» GIVEN TASK
Rewrite all the items below as a Markdown table with the columns Row and Line, giving each line a row number and leaving out any blank lines.

(Entries from a dataset)

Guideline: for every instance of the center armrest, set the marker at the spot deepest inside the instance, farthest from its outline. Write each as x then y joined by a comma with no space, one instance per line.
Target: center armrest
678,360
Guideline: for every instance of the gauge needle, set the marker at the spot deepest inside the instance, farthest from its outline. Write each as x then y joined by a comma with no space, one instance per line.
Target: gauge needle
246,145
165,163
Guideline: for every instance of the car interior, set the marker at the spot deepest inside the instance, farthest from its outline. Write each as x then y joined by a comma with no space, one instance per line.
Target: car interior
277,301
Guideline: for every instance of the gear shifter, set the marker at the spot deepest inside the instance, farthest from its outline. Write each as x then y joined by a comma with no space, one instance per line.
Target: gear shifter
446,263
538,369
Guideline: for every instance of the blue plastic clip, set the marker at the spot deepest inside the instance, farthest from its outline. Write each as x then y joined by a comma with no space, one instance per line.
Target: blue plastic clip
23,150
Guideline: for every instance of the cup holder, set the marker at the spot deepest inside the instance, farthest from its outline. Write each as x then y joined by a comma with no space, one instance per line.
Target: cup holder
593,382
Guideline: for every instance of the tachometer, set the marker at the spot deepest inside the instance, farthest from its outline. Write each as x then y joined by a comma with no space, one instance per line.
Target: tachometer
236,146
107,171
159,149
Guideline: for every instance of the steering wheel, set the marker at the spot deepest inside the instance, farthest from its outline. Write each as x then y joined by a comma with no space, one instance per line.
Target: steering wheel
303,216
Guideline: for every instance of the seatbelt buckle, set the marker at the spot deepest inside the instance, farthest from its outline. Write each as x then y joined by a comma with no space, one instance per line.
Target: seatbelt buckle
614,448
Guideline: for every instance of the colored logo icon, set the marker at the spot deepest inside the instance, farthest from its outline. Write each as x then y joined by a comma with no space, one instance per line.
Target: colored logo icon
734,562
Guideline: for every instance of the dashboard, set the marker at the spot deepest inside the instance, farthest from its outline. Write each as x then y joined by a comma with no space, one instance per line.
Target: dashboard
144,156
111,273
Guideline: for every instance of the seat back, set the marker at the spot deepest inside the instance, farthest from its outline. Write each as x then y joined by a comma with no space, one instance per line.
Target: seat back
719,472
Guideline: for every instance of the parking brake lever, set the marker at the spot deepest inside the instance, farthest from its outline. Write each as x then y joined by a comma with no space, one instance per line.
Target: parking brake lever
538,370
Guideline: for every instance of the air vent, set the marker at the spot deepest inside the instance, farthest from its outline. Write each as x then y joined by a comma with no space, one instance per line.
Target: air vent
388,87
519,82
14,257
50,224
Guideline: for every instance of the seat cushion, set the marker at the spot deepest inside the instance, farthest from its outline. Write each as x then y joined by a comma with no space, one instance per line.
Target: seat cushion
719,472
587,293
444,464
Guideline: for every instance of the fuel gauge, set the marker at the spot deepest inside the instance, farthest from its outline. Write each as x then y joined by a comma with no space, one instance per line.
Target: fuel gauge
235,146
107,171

» ANSWER BELOW
| Row | Line |
|---|---|
| 1 | Guideline: for every instance of the center armrest, set the marker at the spot deepest inside the instance, farthest from its outline. Write each as x then y joined by a comma with no space, one instance per line. |
| 2 | Target: center armrest |
| 3 | 678,360 |
| 4 | Guideline: for every instance of the gauge needle, set the marker at the spot deepest inside the instance, farthest from its outline. Write each as x then y joined by a comma with no space, one instance per line. |
| 5 | Target: gauge needle |
| 6 | 246,145 |
| 7 | 165,163 |
| 8 | Guideline: for every instance of the car interior, set the marker at the spot deepest inside the instance, farthest from its outline. Write each as x then y joined by a comma with no space, one instance per line. |
| 9 | Target: car interior |
| 10 | 277,301 |
| 11 | Guideline: for every instance of the gear shifter, set the marker at the spot deepest inside the instance, farthest from its outline. Write each as x then y joined by a comma with no space, one instance per line. |
| 12 | Target: gear shifter |
| 13 | 446,263 |
| 14 | 538,369 |
| 15 | Guideline: for every instance of the blue plastic clip, set the marker at the spot deepest inside the instance, farthest from its outline. Write each as x then y joined by a comma with no space, one instance per line. |
| 16 | Target: blue plastic clip |
| 17 | 23,150 |
| 18 | Guideline: for every instance of the cup holder, set the marker at the spot deepest inside the instance, farthest from its outline. Write each as x then y joined by a comma with no space, one instance per line. |
| 19 | Target: cup holder |
| 20 | 593,382 |
| 21 | Guideline: for every instance of the tachometer, set the marker at the spot deepest inside the instance, farthest from its outline. Write each as x then y joined by a comma with no space, one instance per line. |
| 22 | Target: tachometer |
| 23 | 236,146 |
| 24 | 107,171 |
| 25 | 159,149 |
| 26 | Guideline: for every instance of the steering wheel, set the marker at the spot deepest inside the instance, farthest from its outline. Write each as x then y joined by a comma with no space, one instance per line. |
| 27 | Target: steering wheel |
| 28 | 303,216 |
| 29 | Guideline: for every instance of the seatbelt buckle, set the marker at the spot deepest inside the instance, farthest from its outline. Write each as x then y joined by a comma with no space, one instance per line. |
| 30 | Target: seatbelt buckle |
| 31 | 614,448 |
| 32 | Guideline: for every instance of the colored logo icon, set the marker at the spot deepest inside the instance, farthest from its outline. Write each as x then y joined by a comma with no space, one instance per line. |
| 33 | Target: colored logo icon |
| 34 | 734,562 |
| 35 | Guideline: for every instance of the dashboard, set the marker at the spot deepest inside the instance, farthest from its outline. Write each as x then y joined by a comma with no space, one instance per line. |
| 36 | Target: dashboard |
| 37 | 144,156 |
| 38 | 111,273 |
| 39 | Guideline: for every instance of the seat back, set the marker at the spot deepest inside the instance, farthest from its outline. Write each as x then y joined by a comma with no space, one instance per line. |
| 40 | Target: seat back |
| 41 | 719,472 |
| 42 | Guideline: for every instance of the parking brake lever, set the marker at the spot deepest inside the instance, farthest from its outline. Write each as x then y joined by a comma with no space, one instance per line. |
| 43 | Target: parking brake lever |
| 44 | 538,370 |
| 45 | Guideline: for every instance of the air vent, set the marker at the spot deepest inside the instance, farthest from its outline. Write each as x then y joined by a comma with no space, one instance per line. |
| 46 | Target: air vent |
| 47 | 388,87 |
| 48 | 519,82 |
| 49 | 14,257 |
| 50 | 50,224 |
| 51 | Guideline: for every instance of the seat cushion, set the marker at the spot deepest inside the instance, farthest from its outline. Write each as x then y joined by a comma with no space, one instance per line. |
| 52 | Target: seat cushion |
| 53 | 719,472 |
| 54 | 587,293 |
| 55 | 444,464 |
| 56 | Guideline: for every instance of the fuel gauge, set the marker at the spot deepest inside the instance, farthest from its outline. Write each as x then y joined by a comma with no space, one instance per line. |
| 57 | Target: fuel gauge |
| 58 | 235,146 |
| 59 | 107,171 |